§ **WHAT YOU SHOULD DO**
Reply with nothing but the number of lines in the data below where the word "yellow" occurs.

§ **SUPPLIED RECORDS**
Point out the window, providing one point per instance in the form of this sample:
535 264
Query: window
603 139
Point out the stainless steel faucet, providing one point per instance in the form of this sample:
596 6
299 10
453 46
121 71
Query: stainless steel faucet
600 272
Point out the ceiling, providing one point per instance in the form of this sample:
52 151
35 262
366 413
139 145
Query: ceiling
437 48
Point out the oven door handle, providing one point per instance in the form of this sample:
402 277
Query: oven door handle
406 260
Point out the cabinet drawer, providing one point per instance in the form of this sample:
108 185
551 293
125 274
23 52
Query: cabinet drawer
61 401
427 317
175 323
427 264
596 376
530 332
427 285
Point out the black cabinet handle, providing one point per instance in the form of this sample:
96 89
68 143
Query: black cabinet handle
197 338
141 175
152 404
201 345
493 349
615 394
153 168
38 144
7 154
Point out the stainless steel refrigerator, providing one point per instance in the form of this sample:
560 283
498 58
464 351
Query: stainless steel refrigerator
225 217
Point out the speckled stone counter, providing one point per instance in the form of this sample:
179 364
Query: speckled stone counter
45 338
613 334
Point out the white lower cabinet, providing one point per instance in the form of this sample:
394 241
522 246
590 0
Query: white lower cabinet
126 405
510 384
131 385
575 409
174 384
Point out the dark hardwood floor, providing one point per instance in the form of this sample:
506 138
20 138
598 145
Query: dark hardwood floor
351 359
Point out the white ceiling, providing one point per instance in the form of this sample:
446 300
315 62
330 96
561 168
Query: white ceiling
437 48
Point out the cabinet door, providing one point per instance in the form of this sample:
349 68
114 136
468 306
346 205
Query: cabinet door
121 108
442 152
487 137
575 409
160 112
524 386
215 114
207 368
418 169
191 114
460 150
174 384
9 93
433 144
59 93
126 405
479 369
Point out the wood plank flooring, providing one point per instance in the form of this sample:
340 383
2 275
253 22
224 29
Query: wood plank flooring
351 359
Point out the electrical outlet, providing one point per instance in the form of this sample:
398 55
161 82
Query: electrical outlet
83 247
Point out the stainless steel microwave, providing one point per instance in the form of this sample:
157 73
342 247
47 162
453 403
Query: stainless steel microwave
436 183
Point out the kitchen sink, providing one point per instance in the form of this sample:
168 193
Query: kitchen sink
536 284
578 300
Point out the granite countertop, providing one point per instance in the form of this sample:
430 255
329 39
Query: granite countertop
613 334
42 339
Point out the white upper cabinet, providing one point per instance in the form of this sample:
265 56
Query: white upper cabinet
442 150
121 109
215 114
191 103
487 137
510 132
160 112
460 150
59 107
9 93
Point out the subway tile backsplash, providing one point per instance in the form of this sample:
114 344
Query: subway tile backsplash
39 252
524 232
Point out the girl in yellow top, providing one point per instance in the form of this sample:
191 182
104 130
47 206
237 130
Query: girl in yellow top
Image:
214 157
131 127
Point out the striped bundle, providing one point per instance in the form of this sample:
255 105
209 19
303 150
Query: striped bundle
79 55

§ **WRITTEN SOLUTION**
2